### Document text ###

Kepler is the first NASA mission capable of finding terrestrial exo-planets. Of particular interest are the planets orbiting in the so-called habitable zone, where conditions are met so that liquid water can exist on the surface of the planet.

 

The observations made so far have brought clear evidence that planets orbiting around other stars are a common thing, rather than the exception to the rule. Due to the limitations of present technology, only gas giants, hot-super Earths in short period orbits, and ice giants have been discovered.

 

The Kepler mission, part of NASA’s Discovery Program, is designed to survey a portion of our region of the Milky Way. Kepler will survey a large number of stars, and explore the structure and diversity of many planetary systems.

 

 

The scientific objectives of the mission are very ambitious: determine the fraction of terrestrial planets in or near the habitable zone, determine the distribution of sizes and the orbits of exo-planets in the surveyed planetary systems, determine reflectivity, size, and density of short-period giant planets, estimate how many planets are in multiple-star systems, and determine the characteristics of the stars that have planets orbiting around them. Scientists hope to discover additional members of the planetary systems surveyed using other indirect techniques.

 

Credits: NASA/Ball Aerospace

 

The duration of the mission must be selected to allow the detection and confirm the periodic nature of the planet transits in or near the habitable zone. Due to the characteristics of orbits of such planets, a lifetime of three and a half years (as currently envisioned) would allow a four-transit detection of most orbits up to one year in length and a three-transit detection of orbits of length up to 1.75 years.

 

 

The mission lifetime will be extendible to at least six years. The extension will permit the detection of planets smaller than Earth with two-year orbits.

 

Kepler will be inserted in an Earth-trailing heliocentric orbit, then the spacecraft will slowly drift away from Earth. The selected orbit offers a very stable pointing attitude, and it avoids the high radiation dosage associated with an Earth orbit. However, Kepler will be exposed occasionally to solar flares.

 

The communication protocol with the spacecraft includes establishing contact twice a week for commanding, health, and status, and science data downlink contact once a month.

 

Credits: Jon Lomberg

 

There are two requirements that dictated the selection of the target field. The first requirement is the ability to monitor continuously the stars surveyed because transits last only a fraction of a day. This can be achieved by having the field of view out of the ecliptic plane, so the Sun will not interfere with the observations at any time during the year. The second requirement is to have the largest possible number of stars in the field of view.

 

 

To meet both requirements, a region in the Cygnus and Lyra constellations of our galaxy has been selected as the field of view.

 

Kepler will use the transit method for detecting exo-planets. The sensitivity of the photometer will allow the discovery of terrestrial exo-planets (planets comparable in size and composition to Earth that are orbiting other stars).

 

The transit occurs when a planet passes in front of its star as viewed by an observer. Depending on the size of the planet, the change in the brightness of the star has different amplitudes. Transits of terrestrial planets cause a change in the star’s brightness of about 1/10,000, and they last from two to sixteen hours.

 

Credits: NASA

 

Changes in star brightness that are produced by a planet transit must be periodic, and all transits produced by the same planet must cause the same variation of brightness and last the same amount of time.

### Dataset extract ###

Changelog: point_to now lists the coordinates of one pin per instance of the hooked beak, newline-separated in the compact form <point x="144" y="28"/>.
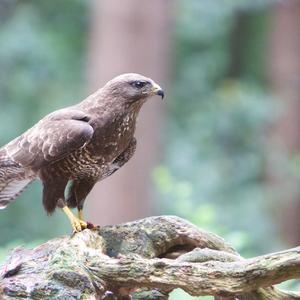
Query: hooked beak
<point x="157" y="90"/>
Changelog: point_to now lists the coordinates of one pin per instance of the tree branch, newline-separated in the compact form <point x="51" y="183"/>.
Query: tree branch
<point x="147" y="259"/>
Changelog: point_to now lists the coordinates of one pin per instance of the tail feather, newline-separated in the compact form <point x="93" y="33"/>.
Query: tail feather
<point x="13" y="179"/>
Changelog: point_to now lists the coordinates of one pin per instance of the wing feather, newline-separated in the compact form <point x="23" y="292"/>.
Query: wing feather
<point x="52" y="138"/>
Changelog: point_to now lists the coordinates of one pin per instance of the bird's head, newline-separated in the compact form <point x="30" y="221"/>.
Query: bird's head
<point x="132" y="87"/>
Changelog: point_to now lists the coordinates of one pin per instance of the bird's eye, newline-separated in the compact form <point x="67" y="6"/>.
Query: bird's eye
<point x="139" y="84"/>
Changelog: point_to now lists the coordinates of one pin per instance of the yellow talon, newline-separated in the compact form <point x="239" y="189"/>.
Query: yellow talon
<point x="80" y="214"/>
<point x="76" y="223"/>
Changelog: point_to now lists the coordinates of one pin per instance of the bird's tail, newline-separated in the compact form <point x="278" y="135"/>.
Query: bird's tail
<point x="13" y="179"/>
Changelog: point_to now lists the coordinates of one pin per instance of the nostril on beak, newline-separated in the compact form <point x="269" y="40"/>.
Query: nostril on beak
<point x="161" y="93"/>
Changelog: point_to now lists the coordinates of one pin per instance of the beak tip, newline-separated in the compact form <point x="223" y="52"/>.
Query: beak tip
<point x="161" y="93"/>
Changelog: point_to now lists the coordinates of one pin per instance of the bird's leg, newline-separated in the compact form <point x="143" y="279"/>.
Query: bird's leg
<point x="89" y="225"/>
<point x="76" y="223"/>
<point x="80" y="213"/>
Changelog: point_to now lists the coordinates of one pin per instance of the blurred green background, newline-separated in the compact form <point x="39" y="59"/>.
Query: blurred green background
<point x="225" y="157"/>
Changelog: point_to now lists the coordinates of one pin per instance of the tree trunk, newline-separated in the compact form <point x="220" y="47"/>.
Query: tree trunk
<point x="284" y="63"/>
<point x="124" y="38"/>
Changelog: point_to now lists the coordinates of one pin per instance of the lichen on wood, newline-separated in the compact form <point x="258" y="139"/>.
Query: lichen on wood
<point x="144" y="259"/>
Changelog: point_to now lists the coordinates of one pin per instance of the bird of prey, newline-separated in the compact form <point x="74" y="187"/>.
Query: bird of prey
<point x="76" y="146"/>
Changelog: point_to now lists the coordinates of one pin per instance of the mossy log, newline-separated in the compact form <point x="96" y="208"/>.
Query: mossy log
<point x="144" y="259"/>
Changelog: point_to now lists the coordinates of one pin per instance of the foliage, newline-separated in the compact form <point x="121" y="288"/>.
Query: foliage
<point x="215" y="164"/>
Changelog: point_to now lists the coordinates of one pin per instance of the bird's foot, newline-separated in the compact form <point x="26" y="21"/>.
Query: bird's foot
<point x="78" y="225"/>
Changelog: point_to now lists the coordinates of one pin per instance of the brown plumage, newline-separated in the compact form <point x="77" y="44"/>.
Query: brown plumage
<point x="81" y="144"/>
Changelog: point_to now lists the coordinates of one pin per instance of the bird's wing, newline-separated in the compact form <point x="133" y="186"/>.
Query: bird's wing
<point x="52" y="138"/>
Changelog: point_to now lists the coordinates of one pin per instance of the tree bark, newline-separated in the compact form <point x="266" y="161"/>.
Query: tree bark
<point x="124" y="38"/>
<point x="145" y="259"/>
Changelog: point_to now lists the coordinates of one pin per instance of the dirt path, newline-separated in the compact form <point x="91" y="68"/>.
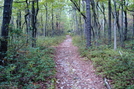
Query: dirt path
<point x="72" y="71"/>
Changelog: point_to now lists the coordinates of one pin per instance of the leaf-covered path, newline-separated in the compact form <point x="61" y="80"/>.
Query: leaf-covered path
<point x="73" y="72"/>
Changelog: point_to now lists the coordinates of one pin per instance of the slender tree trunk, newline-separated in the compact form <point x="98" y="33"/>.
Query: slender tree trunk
<point x="109" y="20"/>
<point x="133" y="27"/>
<point x="5" y="28"/>
<point x="46" y="33"/>
<point x="115" y="20"/>
<point x="126" y="26"/>
<point x="122" y="26"/>
<point x="52" y="21"/>
<point x="88" y="24"/>
<point x="34" y="21"/>
<point x="19" y="19"/>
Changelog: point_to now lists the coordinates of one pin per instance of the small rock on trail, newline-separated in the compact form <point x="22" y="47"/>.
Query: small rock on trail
<point x="72" y="71"/>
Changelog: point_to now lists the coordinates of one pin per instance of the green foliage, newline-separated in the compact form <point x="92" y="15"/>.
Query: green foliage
<point x="26" y="66"/>
<point x="117" y="66"/>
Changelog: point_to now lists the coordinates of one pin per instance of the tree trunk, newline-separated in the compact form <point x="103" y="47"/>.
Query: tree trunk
<point x="52" y="21"/>
<point x="5" y="28"/>
<point x="88" y="24"/>
<point x="109" y="20"/>
<point x="133" y="28"/>
<point x="122" y="26"/>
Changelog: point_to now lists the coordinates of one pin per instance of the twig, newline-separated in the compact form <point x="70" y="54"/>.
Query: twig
<point x="107" y="84"/>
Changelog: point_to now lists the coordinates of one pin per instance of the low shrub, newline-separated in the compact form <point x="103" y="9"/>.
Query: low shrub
<point x="117" y="66"/>
<point x="27" y="67"/>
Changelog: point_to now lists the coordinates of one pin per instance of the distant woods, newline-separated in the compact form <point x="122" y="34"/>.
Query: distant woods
<point x="110" y="20"/>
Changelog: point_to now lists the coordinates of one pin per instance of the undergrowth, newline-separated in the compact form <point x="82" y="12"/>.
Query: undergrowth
<point x="117" y="66"/>
<point x="28" y="67"/>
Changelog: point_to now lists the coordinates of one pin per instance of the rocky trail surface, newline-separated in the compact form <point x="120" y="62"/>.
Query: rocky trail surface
<point x="72" y="71"/>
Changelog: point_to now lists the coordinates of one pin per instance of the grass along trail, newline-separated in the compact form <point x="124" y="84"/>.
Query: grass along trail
<point x="72" y="71"/>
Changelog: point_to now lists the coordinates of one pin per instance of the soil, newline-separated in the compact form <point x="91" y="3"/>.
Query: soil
<point x="73" y="72"/>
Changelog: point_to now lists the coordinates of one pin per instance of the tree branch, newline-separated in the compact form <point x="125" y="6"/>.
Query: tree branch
<point x="78" y="8"/>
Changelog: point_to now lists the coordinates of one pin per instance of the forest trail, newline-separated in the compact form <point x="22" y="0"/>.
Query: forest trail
<point x="73" y="72"/>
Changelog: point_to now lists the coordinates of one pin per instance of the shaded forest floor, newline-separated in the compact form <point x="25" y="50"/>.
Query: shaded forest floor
<point x="73" y="71"/>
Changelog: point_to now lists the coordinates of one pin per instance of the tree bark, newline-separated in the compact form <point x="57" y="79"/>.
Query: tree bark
<point x="5" y="28"/>
<point x="109" y="20"/>
<point x="115" y="26"/>
<point x="88" y="24"/>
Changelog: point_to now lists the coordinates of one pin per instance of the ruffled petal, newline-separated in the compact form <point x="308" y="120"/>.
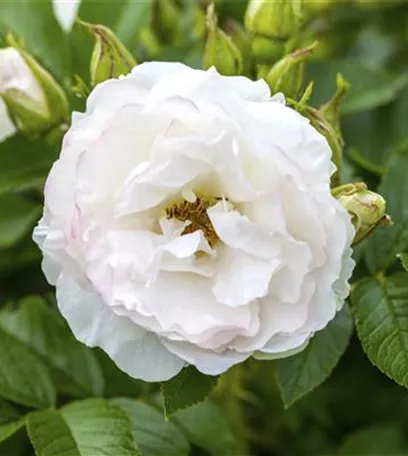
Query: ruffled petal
<point x="138" y="353"/>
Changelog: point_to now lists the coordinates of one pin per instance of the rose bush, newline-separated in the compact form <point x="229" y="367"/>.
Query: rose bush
<point x="189" y="220"/>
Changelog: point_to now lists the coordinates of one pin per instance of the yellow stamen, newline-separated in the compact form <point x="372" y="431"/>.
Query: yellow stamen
<point x="195" y="213"/>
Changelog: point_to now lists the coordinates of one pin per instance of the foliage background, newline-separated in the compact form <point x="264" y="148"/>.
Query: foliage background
<point x="358" y="410"/>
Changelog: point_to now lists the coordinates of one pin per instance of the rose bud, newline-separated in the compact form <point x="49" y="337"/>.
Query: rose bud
<point x="31" y="100"/>
<point x="220" y="51"/>
<point x="110" y="58"/>
<point x="366" y="208"/>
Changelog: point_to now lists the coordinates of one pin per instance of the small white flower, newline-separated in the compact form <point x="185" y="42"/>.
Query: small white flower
<point x="15" y="76"/>
<point x="65" y="12"/>
<point x="189" y="220"/>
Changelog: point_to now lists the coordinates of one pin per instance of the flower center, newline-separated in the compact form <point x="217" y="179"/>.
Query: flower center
<point x="195" y="213"/>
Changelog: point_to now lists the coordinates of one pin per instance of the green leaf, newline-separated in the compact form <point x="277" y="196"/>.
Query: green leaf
<point x="10" y="420"/>
<point x="380" y="309"/>
<point x="379" y="440"/>
<point x="188" y="388"/>
<point x="205" y="426"/>
<point x="152" y="433"/>
<point x="35" y="24"/>
<point x="383" y="246"/>
<point x="50" y="434"/>
<point x="404" y="260"/>
<point x="23" y="377"/>
<point x="368" y="138"/>
<point x="299" y="374"/>
<point x="370" y="87"/>
<point x="117" y="383"/>
<point x="23" y="163"/>
<point x="87" y="428"/>
<point x="74" y="367"/>
<point x="17" y="217"/>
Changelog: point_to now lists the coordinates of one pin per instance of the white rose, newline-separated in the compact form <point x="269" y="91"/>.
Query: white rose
<point x="16" y="79"/>
<point x="189" y="220"/>
<point x="65" y="12"/>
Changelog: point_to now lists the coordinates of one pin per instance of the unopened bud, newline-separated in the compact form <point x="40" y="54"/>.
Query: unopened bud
<point x="166" y="21"/>
<point x="326" y="120"/>
<point x="265" y="50"/>
<point x="220" y="51"/>
<point x="110" y="58"/>
<point x="287" y="75"/>
<point x="366" y="208"/>
<point x="242" y="39"/>
<point x="277" y="19"/>
<point x="331" y="109"/>
<point x="33" y="99"/>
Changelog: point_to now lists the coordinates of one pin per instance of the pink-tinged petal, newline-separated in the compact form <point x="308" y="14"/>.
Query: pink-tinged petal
<point x="135" y="351"/>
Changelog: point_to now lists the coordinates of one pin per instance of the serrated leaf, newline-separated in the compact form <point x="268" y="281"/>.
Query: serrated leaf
<point x="74" y="367"/>
<point x="404" y="260"/>
<point x="152" y="433"/>
<point x="23" y="163"/>
<point x="17" y="217"/>
<point x="380" y="309"/>
<point x="370" y="86"/>
<point x="187" y="388"/>
<point x="379" y="440"/>
<point x="88" y="428"/>
<point x="10" y="420"/>
<point x="34" y="23"/>
<point x="299" y="374"/>
<point x="383" y="246"/>
<point x="23" y="377"/>
<point x="50" y="434"/>
<point x="206" y="427"/>
<point x="117" y="382"/>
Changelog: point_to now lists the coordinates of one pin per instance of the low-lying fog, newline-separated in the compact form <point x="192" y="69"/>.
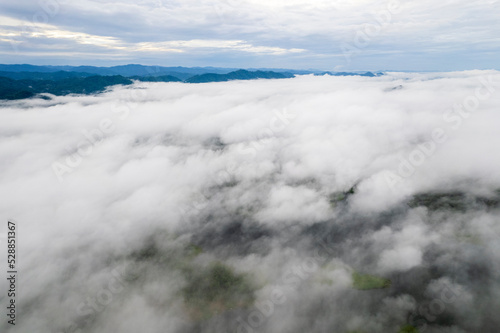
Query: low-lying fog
<point x="313" y="204"/>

###

What the exercise asks> Can you transcribe the passage of the Kepler mission text starting at "Changes in star" and ending at "amount of time."? Work only from the text about the Kepler mission.

Output below>
Changes in star brightness that are produced by a planet transit must be periodic, and all transits produced by the same planet must cause the same variation of brightness and last the same amount of time.